Lale Neyi Temsil Eder?.. (I)
Kırmızı renk; tutkuyu, sevgiyi verirken, Beyaz renk; akı-pakı, içtenliği teslimiyeti yansıtır.. Renklerin dili kadar, çiçeklerin de dili vardır.
Gül Hz. Peygamberi, Lale Allah’ı temsil eder, hem de tüm renkleriyle..
'Lale'ye dair makale yazmaya başladıktan sonra, gördüm ki uzun bir yazı olmuş.
Bende, siz Güzel Okurlarımızı sıkmamak için Makalemi ikiye böldüm.
Aşağıda okuyacağınız bu makale bir araştırma makalesi olup, Tasavvuf dilinde olduğu için biraz ağırdır ama faydalı bir yazıdır..
ikincisi bölümü ise halk diliyle yazılmıştır. Bu makalenin ardından da ikincisi yayınlanacaktır.
Bu güzel çalışmayı sonuna kadar okuma sabrını gösterebilirseniz, içinizin mutlulukla kapladığını göreceksiniz..
……
‘Lale’ Tasavvufta Allah’ın birliğini temsil eder..
════
Görev ▸
Yukarıdaki lale yazısında kırmızı ve beyaz renklerin yansıttığı söylenen bütün anlamları, her birinin hangi renge ait olduğunu da belirterek sırala.

Veri kesiti ▸
════
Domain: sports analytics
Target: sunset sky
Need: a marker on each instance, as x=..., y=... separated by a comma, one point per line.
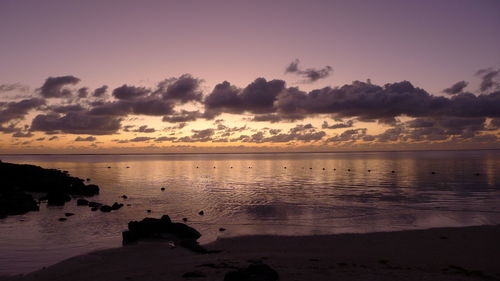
════
Cevap ▸
Kırmızı: tutku, sevgi
Beyaz: akı-pakı, içtenlik, teslimiyet